Take the entries that follow and write them out again, word for word.

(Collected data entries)

──────────────────────────────

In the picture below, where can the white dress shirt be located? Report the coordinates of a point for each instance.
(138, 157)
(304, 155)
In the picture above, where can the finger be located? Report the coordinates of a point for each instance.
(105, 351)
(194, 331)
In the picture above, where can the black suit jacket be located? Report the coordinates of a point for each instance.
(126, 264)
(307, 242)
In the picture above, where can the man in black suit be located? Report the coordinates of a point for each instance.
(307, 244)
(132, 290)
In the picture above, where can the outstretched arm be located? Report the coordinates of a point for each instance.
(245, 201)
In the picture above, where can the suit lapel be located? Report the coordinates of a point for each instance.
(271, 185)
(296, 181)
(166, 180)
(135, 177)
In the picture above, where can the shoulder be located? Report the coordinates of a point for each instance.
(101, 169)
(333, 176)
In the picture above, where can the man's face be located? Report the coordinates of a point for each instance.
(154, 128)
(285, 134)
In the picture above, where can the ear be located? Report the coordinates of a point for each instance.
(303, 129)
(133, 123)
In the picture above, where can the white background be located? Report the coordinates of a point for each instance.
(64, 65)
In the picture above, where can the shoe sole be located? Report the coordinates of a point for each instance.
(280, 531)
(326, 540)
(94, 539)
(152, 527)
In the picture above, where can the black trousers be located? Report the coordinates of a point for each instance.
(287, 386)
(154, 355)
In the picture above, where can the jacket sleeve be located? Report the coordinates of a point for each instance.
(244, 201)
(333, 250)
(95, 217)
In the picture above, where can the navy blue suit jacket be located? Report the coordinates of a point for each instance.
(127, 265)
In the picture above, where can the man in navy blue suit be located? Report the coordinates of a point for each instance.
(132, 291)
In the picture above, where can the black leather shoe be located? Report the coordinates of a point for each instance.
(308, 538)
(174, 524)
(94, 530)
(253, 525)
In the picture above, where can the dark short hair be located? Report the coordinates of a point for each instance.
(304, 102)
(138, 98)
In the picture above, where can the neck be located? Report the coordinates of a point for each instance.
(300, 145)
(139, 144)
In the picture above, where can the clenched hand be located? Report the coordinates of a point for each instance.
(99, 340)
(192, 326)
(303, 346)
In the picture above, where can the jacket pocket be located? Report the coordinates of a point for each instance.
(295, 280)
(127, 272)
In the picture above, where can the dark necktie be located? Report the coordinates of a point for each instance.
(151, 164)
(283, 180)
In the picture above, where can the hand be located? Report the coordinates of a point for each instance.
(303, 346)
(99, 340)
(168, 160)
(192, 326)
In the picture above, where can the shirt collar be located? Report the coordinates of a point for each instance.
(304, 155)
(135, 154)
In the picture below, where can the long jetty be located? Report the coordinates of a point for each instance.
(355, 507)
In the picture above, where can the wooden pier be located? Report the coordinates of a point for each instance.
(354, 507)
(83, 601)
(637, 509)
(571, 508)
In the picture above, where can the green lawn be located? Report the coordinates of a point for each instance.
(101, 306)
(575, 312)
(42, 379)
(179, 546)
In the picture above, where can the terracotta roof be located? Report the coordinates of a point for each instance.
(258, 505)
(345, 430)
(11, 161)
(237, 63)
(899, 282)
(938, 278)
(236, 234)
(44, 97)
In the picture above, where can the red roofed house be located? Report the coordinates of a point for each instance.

──────────────────────────────

(ANSWER SPACE)
In the picture below, where can the white dress shirt be located? Report the coordinates of a point for each instance.
(138, 157)
(304, 155)
In the picture above, where can the finger be located? Report the coordinates of a point for each instance.
(105, 351)
(194, 331)
In the picture above, where can the black suit jacket be located? Report the coordinates of a point for each instance.
(126, 264)
(307, 242)
In the picture above, where can the man in black suit be located? Report the coordinates of a point for each instance.
(307, 244)
(132, 290)
In the picture above, where can the outstretched arm be located? Report the coordinates of a point for each instance.
(245, 201)
In the picture above, where can the suit lapel be located? Report the coordinates of a point for each instance.
(271, 185)
(296, 181)
(166, 180)
(135, 177)
In the picture above, where can the shoulder be located? Report the coordinates of a point for each instance.
(101, 169)
(333, 176)
In the picture above, where can the man's face be located? Report the coordinates of a point for each instance.
(154, 128)
(285, 134)
In the picture above, where can the ear be located? Report the coordinates of a point for each instance.
(303, 129)
(133, 123)
In the picture above, where can the white background be located? Report the coordinates of a point for each instance.
(64, 65)
In the picture above, where can the shoe sole be located? Report the coordinates of a point for each instance.
(280, 531)
(326, 540)
(94, 539)
(152, 527)
In the picture above, where can the black trousers be located? Report the coordinates of a point for each instance.
(287, 386)
(154, 355)
In the picture above, where can the jacket sleeve be located? Report the coordinates of a point for each instance.
(244, 201)
(333, 250)
(95, 217)
In the picture above, where can the navy blue suit jacket be located? Report the coordinates of a point for each instance.
(127, 265)
In the picture above, where can the man in navy blue suit be located? Report the coordinates of a point for each instance.
(132, 291)
In the picture above, where can the black leather shoe be located? Report the coordinates of a point for each instance.
(308, 538)
(174, 524)
(94, 530)
(253, 525)
In the picture above, where can the dark short hair be located? Report the coordinates of a point for each instance.
(304, 102)
(138, 98)
In the picture above, where can the neck be located? Report the coordinates of a point for each instance.
(300, 145)
(139, 144)
In the picture above, where can the clenched hand be located? Report the coordinates of a point for each instance.
(99, 340)
(192, 326)
(303, 346)
In the picture above, where can the jacket pocket be located? Report the coordinates of a point for each instance.
(295, 280)
(127, 272)
In the picture above, where can the dark necktie be located? Report the coordinates of a point for each instance.
(151, 164)
(283, 180)
In the picture above, where can the hand be located? Report the coordinates of a point for each instance.
(303, 346)
(99, 340)
(168, 160)
(192, 326)
In the picture above, where can the shirt collar be located? Report the coordinates of a point for each instance.
(304, 155)
(135, 154)
In the picture below, where can the long jetty be located? Report the coordinates of a point for each instance.
(355, 507)
In the picture above, where can the wooden pier be located? Report the coordinates of a point for each instance.
(354, 507)
(83, 601)
(637, 509)
(571, 508)
In the picture above, where can the green lawn be located? Report the coordinates of a point for each instance.
(101, 306)
(575, 312)
(42, 379)
(179, 546)
In the picture above, where can the terracotta roof be located? Report the coordinates of a point for each instance.
(258, 505)
(345, 430)
(11, 161)
(237, 63)
(899, 282)
(938, 278)
(236, 234)
(44, 97)
In the picture above, where can the red roofed house be located? Report the coordinates of a point for each instance.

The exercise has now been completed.